- Goal of the exercise: Only the images are to be dropped; the records themselves must be repeated exactly.

- Records provided:

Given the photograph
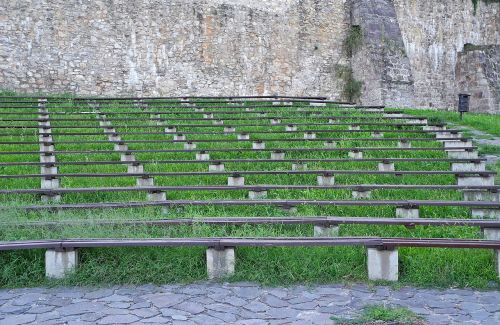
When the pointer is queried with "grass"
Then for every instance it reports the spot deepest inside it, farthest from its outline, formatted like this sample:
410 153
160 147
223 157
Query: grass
272 266
380 314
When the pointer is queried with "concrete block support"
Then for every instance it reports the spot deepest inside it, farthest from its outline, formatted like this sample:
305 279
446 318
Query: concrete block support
326 231
59 263
135 168
120 147
485 213
494 234
202 155
404 144
383 264
355 154
386 166
466 154
220 262
145 181
330 144
407 212
299 166
326 180
309 135
47 157
278 155
478 166
236 180
488 180
243 136
127 157
361 194
216 167
189 145
229 129
179 137
156 196
257 195
257 145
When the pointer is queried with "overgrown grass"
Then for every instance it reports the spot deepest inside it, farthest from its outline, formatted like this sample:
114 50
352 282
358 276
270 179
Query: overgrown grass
274 266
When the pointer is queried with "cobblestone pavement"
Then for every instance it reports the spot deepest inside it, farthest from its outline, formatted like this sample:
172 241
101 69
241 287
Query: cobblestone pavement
239 303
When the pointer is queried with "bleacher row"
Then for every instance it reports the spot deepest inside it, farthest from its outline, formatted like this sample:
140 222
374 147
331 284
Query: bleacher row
227 147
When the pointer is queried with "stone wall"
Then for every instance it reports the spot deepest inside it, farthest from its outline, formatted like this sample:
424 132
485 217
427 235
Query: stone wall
173 47
246 47
478 74
434 32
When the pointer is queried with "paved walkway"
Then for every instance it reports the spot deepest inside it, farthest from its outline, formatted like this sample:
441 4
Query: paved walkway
240 303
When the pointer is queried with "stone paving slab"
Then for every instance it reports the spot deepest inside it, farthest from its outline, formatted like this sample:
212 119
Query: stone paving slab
237 303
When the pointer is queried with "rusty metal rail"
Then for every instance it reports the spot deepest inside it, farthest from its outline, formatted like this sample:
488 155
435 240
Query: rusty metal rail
238 221
252 242
329 172
174 161
264 202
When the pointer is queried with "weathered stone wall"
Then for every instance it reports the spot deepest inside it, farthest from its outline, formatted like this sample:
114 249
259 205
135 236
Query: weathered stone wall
434 32
247 47
172 47
381 62
478 74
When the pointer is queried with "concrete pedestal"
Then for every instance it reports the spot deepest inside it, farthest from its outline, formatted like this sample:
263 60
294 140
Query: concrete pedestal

- Solution to the problem:
Given the photograph
When the pointer is queried with "grass"
Then for every instance it reports the spot deepest inside it, farthest from its outline, formatted like this sample:
410 153
160 147
223 157
Query: grass
272 266
380 314
When the pointer is queried with "concrete block support"
Then for every instance it reports the spot deepest inside it, farthest from its outline, formatted like this sample:
305 279
446 318
Query: concrete block support
326 231
59 263
135 168
120 147
485 213
494 234
202 155
404 144
383 264
355 154
386 166
466 154
220 262
145 181
330 144
407 212
299 166
326 180
309 135
47 157
278 155
478 166
236 180
488 180
243 136
127 157
361 194
216 167
189 145
229 129
179 137
156 196
257 195
257 145
When the pointer is queried with "overgrown grass"
Then for every instance it reports the spot deepest inside it, farthest from its outline, formatted like this sample:
114 50
352 282
358 276
270 179
Query: overgrown grass
274 266
When the pointer is queried with "cobblestone pavement"
Then for every instance it reports the spot deepest inside it, farthest from its outline, formatted like this sample:
172 241
101 69
241 287
Query: cobblestone pavement
239 303
When the pointer is queried with "bleacher row"
Then for every instance it reports the spot deepest inside it, farthest from its outline, formatted like this sample:
140 222
374 147
331 284
Query: bleacher row
227 147
When the pointer is queried with "stone wall"
Then for every instance it reports the spot deepest inside it, farthest from its outline, formatted like this sample:
424 132
485 217
427 235
Query: stone wall
173 47
246 47
478 74
434 32
When the pointer is queried with "paved walkway"
Then for every instance it reports the spot deepest inside it, farthest from its outline, formatted like this sample:
441 4
Query: paved walkway
240 303
When the pointer is queried with "stone paving slab"
Then for every instance it reports the spot deepest inside it, farthest from its outline, formatted like this sample:
212 119
Query: stone paving slab
237 303
When the pointer is queried with "rusty metal rail"
Then for every instance it reports the spot deepest inside it, farthest from its outline, formatted like this sample:
488 155
435 240
Query: rusty metal rail
238 221
252 242
329 172
174 161
264 202
When the pointer is queried with "weathered stone wall"
Then for every instance it reports the spot deepest inside it, farthest from its outline, formatted like this sample:
114 249
259 205
135 236
Query: weathered stone wall
434 32
247 47
172 47
381 62
478 74
When the pointer is queried with "concrete pedestal"
Then for every instance it reports the spot deepest inside it, farthest from its outline, formatted like this sample:
263 60
294 140
Query: concrete pedestal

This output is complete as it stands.